- Page text
'''

Representation of probability measure over product spaces Trying to obtain some exchangeability-related results, I ended up with the following questions, which I couldn't answer (at least, not in the negative); this is also related to this MO thread (edit: actually, not really)
Given a measurable space $(S,\mathscr{S})$, let $\pi$ be a probability measure on the product space $(S^2,\mathscr{S}^2)$. Also, endow the set $\mathcal{P}(S)$ of probability measures over $(S,\mathscr{S})$ with the $\sigma$-algebra generated by the measurable maps $\nu \mapsto \nu(F)$, with $F \in \mathscr{S}$ (and similarly for $\mathcal{P}(S)^2$).

'''

- Data excerpts
'''

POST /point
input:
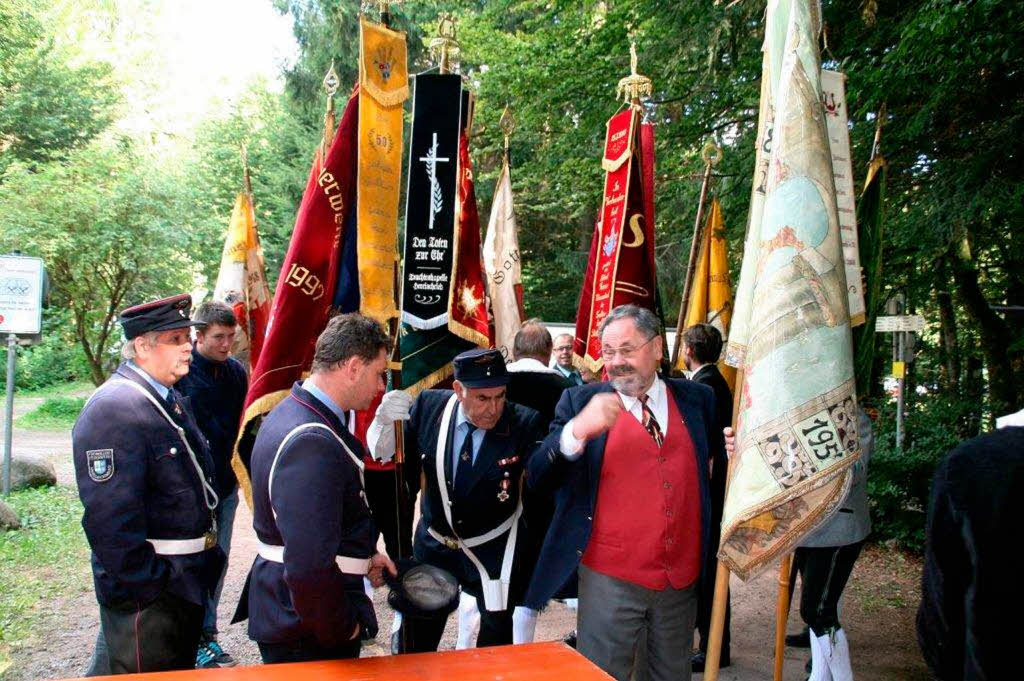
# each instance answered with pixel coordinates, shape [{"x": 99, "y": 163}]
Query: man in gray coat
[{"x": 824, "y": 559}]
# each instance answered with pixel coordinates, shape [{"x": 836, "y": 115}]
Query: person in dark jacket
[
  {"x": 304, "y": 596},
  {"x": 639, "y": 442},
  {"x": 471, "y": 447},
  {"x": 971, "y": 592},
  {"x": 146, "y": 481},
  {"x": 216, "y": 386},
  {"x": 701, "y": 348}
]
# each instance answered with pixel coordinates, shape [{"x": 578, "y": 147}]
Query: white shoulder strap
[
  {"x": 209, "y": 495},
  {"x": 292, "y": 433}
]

'''
'''

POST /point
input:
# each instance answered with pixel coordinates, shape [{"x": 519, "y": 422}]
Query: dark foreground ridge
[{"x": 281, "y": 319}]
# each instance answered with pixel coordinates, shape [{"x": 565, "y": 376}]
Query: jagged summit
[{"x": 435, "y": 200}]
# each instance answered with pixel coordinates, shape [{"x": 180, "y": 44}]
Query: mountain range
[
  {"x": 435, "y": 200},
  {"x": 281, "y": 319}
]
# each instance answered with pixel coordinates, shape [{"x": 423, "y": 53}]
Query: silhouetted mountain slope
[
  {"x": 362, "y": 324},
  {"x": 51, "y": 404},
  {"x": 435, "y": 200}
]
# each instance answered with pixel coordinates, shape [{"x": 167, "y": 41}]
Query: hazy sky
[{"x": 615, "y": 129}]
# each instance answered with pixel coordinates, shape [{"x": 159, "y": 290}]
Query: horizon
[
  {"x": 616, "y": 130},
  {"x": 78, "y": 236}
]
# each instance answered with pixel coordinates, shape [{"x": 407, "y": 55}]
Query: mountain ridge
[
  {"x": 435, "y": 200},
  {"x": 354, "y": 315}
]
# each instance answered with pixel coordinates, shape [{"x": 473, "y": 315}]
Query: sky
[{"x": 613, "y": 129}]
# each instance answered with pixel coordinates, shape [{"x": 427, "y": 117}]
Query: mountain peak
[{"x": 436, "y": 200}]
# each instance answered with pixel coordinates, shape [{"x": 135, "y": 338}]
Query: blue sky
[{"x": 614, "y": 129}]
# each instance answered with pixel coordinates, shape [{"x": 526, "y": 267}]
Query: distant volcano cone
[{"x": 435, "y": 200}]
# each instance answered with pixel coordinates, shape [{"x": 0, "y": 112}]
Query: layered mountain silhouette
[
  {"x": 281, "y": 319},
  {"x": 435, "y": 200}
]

'''

- Written exercise
Please list every distinct Greek letter that appears in the post about probability measures over product spaces.

- Complete output
π (pi), σ (sigma), ν (nu)